## Job
Gather every line of the data below that contains the string "metal" and copy each such line in full. A match must have the same capitalization.
* Begin *
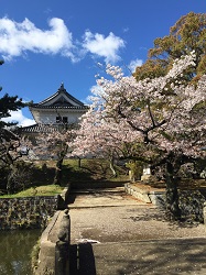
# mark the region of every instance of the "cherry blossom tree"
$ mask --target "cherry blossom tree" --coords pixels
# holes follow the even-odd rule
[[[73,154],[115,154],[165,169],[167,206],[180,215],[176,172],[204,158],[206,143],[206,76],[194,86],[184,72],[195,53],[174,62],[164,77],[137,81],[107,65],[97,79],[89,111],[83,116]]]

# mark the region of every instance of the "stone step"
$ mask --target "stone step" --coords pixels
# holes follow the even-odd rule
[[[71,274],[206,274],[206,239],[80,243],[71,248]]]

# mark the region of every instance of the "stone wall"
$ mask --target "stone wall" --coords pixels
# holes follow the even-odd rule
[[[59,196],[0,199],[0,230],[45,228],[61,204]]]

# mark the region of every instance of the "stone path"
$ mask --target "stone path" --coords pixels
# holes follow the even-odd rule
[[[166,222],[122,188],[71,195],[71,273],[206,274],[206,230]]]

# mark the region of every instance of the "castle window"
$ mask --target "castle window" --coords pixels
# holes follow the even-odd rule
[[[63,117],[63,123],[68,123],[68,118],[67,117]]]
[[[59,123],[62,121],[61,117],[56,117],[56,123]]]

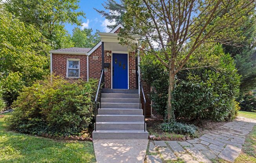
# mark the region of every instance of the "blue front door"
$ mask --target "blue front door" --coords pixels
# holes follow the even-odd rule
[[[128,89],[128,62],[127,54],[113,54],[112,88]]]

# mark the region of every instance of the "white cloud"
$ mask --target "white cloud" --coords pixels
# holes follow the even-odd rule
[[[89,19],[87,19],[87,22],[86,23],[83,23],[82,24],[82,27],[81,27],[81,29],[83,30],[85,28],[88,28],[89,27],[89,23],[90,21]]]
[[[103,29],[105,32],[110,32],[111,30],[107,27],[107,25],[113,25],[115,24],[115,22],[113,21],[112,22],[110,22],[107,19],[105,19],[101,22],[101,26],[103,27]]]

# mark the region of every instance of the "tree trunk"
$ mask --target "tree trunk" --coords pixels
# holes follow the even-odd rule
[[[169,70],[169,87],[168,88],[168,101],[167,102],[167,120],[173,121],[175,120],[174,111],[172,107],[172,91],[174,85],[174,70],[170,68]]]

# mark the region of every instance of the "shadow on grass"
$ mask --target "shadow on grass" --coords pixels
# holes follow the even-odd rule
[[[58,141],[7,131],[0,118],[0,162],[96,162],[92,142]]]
* End *
* Begin *
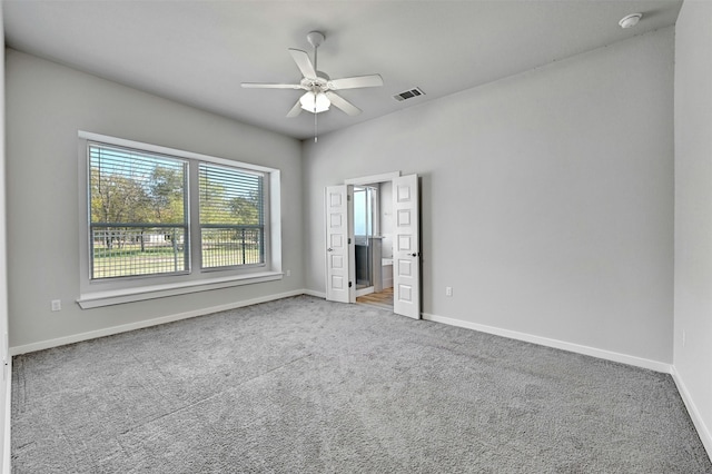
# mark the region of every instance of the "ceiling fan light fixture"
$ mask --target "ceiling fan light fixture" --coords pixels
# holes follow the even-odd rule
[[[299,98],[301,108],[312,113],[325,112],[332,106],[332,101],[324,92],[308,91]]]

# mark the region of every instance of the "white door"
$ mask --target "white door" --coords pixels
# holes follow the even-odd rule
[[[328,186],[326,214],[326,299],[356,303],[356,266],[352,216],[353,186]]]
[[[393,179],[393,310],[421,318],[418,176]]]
* End *
* Begin *
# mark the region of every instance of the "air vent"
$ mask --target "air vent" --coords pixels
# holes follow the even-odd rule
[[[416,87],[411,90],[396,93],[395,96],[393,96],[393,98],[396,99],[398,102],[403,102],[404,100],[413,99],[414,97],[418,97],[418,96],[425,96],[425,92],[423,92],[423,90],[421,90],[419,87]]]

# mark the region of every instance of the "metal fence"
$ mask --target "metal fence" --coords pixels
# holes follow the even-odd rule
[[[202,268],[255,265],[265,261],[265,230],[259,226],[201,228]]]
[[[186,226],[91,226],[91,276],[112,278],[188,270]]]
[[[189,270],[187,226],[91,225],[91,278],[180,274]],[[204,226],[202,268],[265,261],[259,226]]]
* End *
## Result of this task
# mark the region of every instance of the "metal fence"
$ mask --target "metal fence" --coords pixels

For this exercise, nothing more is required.